Exercise brief: Please copy out the records below, swapping every "Give no other output" for "Output nothing else" and changing nothing else. Leave the pictures out of your answer.

>>

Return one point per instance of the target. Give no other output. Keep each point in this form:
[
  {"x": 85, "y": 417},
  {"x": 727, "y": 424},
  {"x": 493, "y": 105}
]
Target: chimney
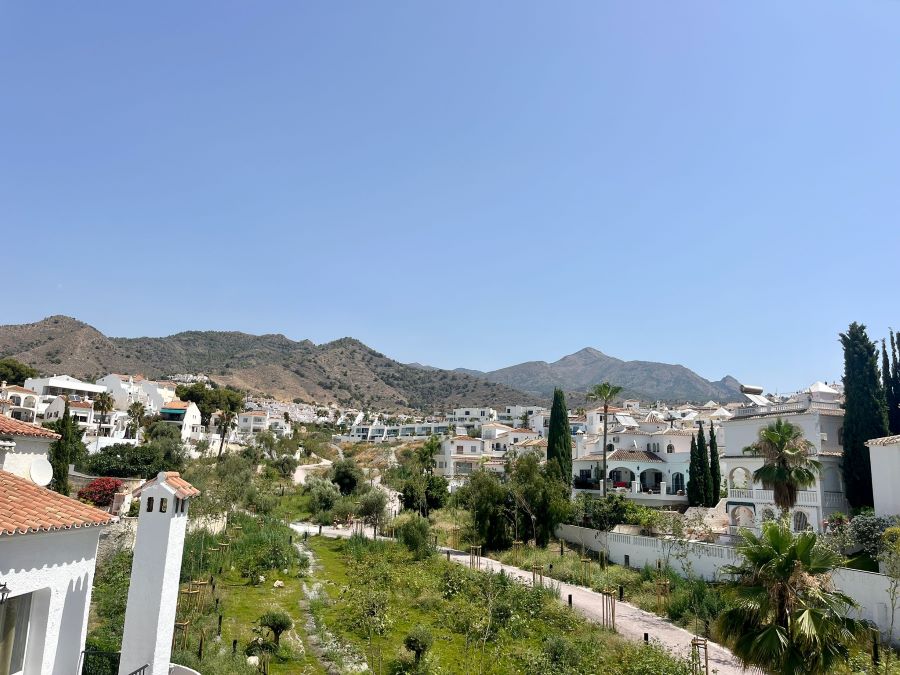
[{"x": 155, "y": 574}]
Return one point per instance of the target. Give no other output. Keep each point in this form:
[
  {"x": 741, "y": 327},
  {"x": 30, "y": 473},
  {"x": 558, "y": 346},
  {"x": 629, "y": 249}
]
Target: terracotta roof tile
[
  {"x": 26, "y": 507},
  {"x": 173, "y": 479},
  {"x": 884, "y": 440},
  {"x": 16, "y": 428},
  {"x": 634, "y": 456}
]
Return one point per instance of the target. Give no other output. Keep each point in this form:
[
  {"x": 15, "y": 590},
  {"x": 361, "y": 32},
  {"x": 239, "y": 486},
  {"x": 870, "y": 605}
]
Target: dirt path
[{"x": 631, "y": 622}]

<<

Finished task:
Return one point per instance of the target. Output nothing else. Keep each point in this form:
[
  {"x": 85, "y": 417},
  {"x": 727, "y": 424},
  {"x": 493, "y": 105}
]
Target: chimney
[{"x": 155, "y": 574}]
Return one point per instance of the target. Output nothing else. Keep each point in this form:
[
  {"x": 741, "y": 327},
  {"x": 30, "y": 473},
  {"x": 558, "y": 346},
  {"x": 629, "y": 249}
]
Target: terracotta roof tile
[
  {"x": 26, "y": 507},
  {"x": 173, "y": 479},
  {"x": 884, "y": 440},
  {"x": 16, "y": 428},
  {"x": 634, "y": 456}
]
Return one point per instance of the target. Output nothing else. Keep each point in this form:
[
  {"x": 15, "y": 590},
  {"x": 361, "y": 32},
  {"x": 239, "y": 486},
  {"x": 870, "y": 605}
]
Target: dirt path
[{"x": 631, "y": 622}]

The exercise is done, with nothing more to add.